** START OF TEXT PASSAGE **

As mentioned in the Republican, the students at Amherst Academy were actively involved in the Amherst community. Though secluded, the town of Amherst was a place of superior educational repute, thanks to the college. Emily’s father, Edward Dickinson, was treasurer of Amherst Academy for nearly forty years. The Dickinsons were a prominent, powerful Massachusetts family, and patriarch Edward’s political involvement during the war kept the family financially secure. In fact, the Dickinsons’ wealth allowed them to distance themselves from the battlefield. In 1864, an article appeared in the Republican reporting that Austin Dickinson, Emily’s brother, was drafted into the army, but he quickly paid $500 for a substitute to serve in his place (Leyda 88). Austin and Emily’s father could have assisted in the procuring and purchasing of the substitute, as he was a powerful man in the community and sometimes took part in recruitment programs.2 Edward Dickinson was very involved in the Whig party, the precursor to Abraham Lincoln’s Republican party. In 1850, when battles over slavery were reaching a fever-pitch, the Whig party maintained a membership of northern and southern politicians. However, this combination would eventually lead to the party’s destruction. As northerners drifted closer and closer to slavery-intolerant abolitionism, the northern Whigs demanded similar policies within their political party. The Compromise of 1850 and the Kansas-Nebraska Act of 1854 permitted the spread of slavery to the West and enraged northern Whigs such that they formed the Republican party with a platform that abruptly halted the spread of slavery. Both the Constitutional Unionist and Republican parties offered prominent positions to Edward Dickinson, but he rejected them in favor of his own political leanings. As Alfred Habegger points out in My Wars Are Laid Away in Books: The Life of Emily Dickinson, “Edward kept clear of all parties, [but] he vigorously backed the northern war effort, offering bounties to volunteers and … condemning not just the South but the spectrum of northern political opinion” (402). He disapproved of radical and outspoken abolitionists who were riling southern tempers, thereby encouraging war.

** END OF TEXT PASSAGE **
** START OF RECORDS **

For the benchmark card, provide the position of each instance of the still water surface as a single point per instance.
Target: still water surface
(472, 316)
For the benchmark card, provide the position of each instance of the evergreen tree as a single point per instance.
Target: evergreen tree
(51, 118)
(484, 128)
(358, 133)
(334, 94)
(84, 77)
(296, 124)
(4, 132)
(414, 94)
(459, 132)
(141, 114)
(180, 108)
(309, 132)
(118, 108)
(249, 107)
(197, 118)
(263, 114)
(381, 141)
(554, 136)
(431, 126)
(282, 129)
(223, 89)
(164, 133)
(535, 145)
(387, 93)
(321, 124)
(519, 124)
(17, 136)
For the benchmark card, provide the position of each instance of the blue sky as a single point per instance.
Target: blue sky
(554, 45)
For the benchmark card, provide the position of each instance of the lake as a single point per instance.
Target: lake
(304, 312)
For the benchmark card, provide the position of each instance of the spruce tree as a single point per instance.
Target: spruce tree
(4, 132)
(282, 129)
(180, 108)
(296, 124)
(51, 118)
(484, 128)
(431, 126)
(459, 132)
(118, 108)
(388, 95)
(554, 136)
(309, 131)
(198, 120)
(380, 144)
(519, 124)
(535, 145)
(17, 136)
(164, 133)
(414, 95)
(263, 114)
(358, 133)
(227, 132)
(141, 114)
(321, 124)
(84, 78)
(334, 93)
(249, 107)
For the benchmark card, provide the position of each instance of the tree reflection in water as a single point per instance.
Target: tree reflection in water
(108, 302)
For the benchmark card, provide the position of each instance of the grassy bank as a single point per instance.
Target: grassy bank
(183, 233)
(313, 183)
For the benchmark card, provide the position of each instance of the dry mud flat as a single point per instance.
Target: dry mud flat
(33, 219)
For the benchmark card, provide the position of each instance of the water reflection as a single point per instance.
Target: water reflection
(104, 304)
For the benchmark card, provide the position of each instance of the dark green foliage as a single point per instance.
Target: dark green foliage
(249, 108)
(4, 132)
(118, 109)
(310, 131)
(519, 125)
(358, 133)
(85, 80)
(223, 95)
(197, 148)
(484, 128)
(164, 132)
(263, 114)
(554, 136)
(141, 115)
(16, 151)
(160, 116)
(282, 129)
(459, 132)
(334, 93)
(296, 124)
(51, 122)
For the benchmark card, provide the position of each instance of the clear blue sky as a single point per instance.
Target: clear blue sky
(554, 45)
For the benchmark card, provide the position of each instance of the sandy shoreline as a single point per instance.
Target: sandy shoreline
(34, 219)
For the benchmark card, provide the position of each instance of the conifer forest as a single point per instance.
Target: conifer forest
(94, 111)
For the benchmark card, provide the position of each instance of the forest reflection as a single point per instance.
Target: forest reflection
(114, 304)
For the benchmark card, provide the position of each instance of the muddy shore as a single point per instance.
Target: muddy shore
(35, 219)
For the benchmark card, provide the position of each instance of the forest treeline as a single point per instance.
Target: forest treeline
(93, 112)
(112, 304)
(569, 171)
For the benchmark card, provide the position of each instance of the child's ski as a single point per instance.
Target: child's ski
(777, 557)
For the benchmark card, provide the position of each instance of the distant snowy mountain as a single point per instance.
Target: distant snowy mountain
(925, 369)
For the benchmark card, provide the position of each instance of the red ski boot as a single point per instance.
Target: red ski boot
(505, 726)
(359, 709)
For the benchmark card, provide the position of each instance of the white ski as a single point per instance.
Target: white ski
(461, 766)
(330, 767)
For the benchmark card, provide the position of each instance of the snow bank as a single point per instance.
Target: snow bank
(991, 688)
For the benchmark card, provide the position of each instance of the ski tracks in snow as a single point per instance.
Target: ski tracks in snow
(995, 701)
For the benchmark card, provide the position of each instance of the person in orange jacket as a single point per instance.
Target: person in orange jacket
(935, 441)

** END OF RECORDS **

_STATED GOAL_: Please continue the passage on the Dickinson family and Civil War politics, starting after its last sentence.

_THE OUTPUT_:
What Emily Dickinson thought of her father’s political efforts is unclear, although Habegger, quoting one of her letters, notes that Dickinson did not look well upon being thrust into the public eye as a politician’s daughter: “‘I hear they wish to make me Lieutenant-Governor’s daughter. Were they cats I would pull their tails, but as they are only patriots, I must forego the bliss.’ Her odd mixture of disdain and respect resembles her father’s mixed signals” (401). In 1864, however, Dickinson approved three poems for publication in Drum Beat, “a fund-raising paper … to raise money for the United States Sanitary Commission” (Dandurand 18).3 Dickinson’s pro bono publication in Drum Beat is significant because it displays a political sectionalism previously unbeknownst to Dickinson scholars. “The poems published … must be seen as her contribution to the Union cause,” asserts Karen Dandurand (22). Dickinson was not a successful poet while she was alive, therefore her donation of the poems during a time when she could rarely publish them for profit suggests that she was sympathetic to the Union. It is interesting to note that the paper raised funds for the Sanitary Commission, especially since, in a letter to Mrs. Samuel Bowles, she admitted that she would not “weave Blankets or Boots” (letter 235) like other women who crafted such items for the Sanitary Commission (Habegger 402).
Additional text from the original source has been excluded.